__Records shown__
>> BEGIN

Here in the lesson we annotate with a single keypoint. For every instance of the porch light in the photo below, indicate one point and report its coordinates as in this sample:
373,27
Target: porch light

>> END
>> BEGIN

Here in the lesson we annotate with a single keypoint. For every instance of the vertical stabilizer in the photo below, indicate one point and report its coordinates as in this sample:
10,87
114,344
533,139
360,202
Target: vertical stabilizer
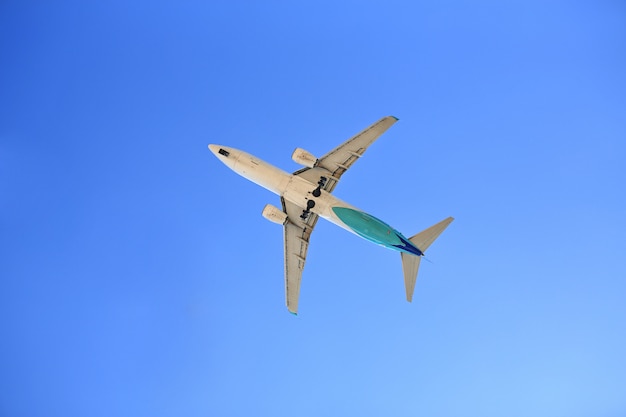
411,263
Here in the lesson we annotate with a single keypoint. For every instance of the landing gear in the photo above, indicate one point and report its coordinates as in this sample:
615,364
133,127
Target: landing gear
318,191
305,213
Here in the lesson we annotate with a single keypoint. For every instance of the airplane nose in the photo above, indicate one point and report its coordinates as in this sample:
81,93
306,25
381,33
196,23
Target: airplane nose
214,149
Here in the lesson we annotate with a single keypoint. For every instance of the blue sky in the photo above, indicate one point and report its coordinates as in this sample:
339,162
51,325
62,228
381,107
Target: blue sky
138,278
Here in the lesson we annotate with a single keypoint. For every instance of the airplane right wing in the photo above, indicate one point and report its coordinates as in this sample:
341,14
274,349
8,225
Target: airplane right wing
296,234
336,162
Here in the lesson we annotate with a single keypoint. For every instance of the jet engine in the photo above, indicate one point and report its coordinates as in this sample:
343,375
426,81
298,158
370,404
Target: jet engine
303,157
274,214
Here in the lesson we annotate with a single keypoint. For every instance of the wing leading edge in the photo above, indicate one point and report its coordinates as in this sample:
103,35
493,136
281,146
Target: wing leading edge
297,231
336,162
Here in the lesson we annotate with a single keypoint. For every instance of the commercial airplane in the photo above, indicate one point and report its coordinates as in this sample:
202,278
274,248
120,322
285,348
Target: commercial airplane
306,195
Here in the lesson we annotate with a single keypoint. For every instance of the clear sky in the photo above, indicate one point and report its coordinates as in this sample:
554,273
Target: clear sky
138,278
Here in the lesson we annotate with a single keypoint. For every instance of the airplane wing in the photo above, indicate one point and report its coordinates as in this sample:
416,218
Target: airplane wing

>> END

__Work to be completed__
How many lines in the items above contain the string "blue"? Case matters, and the reply should be the number alone.

__Reply to the task__
2